Excerpted data>
=== Section Start ===

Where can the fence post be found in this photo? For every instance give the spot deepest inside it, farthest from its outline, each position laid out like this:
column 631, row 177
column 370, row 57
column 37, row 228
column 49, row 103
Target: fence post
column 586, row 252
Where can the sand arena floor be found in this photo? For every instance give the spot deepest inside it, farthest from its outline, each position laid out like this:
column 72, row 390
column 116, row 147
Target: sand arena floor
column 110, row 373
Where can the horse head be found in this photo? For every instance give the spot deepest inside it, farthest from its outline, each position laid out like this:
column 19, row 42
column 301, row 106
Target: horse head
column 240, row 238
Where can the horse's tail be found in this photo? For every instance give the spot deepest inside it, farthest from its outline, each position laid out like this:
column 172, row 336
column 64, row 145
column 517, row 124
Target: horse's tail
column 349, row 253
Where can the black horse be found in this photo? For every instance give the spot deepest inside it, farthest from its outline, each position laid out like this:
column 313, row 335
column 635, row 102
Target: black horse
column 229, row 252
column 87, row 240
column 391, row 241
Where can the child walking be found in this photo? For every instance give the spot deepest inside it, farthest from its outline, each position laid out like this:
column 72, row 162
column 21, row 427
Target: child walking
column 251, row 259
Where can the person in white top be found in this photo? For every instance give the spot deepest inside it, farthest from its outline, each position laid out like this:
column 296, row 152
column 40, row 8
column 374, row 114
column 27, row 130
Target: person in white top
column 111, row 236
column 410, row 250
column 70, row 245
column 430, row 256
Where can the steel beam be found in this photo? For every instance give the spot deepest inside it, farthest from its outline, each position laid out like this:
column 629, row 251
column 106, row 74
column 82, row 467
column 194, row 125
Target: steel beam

=== Section End ===

Exercise directions> Search the listing above for "position" and copy every line that has it.

Response to the task>
Where can the fence post be found in this photo? For every instance give the spot deepest inside it, farthest from its outline, each position laid out like this:
Where can the sand arena floor be found in this photo? For every instance give the spot deepest inside it, farthest from its outline, each position laid out like this:
Where can the horse head be found in this photo? For every instance give the spot deepest inside it, farthest from its outline, each position laid out like this:
Where can the horse's tail be found in this photo? For every instance give the spot deepest inside it, farthest from its outline, each position laid out like this:
Where can the black horse be found in this photo? For every instance give the spot deepest inside it, farthest from its outline, each position laid out like this:
Where can the child walking be found in this photo? For every instance give the spot deepest inside it, farthest from its outline, each position laid out like this:
Where can the person in white top be found in this photo? For every instance give the spot deepest inside it, farthest from its outline, each position laid out like this:
Where can the steel beam be found in this photo? For every instance give the spot deepest inside it, farthest from its outline, each position laid out like this:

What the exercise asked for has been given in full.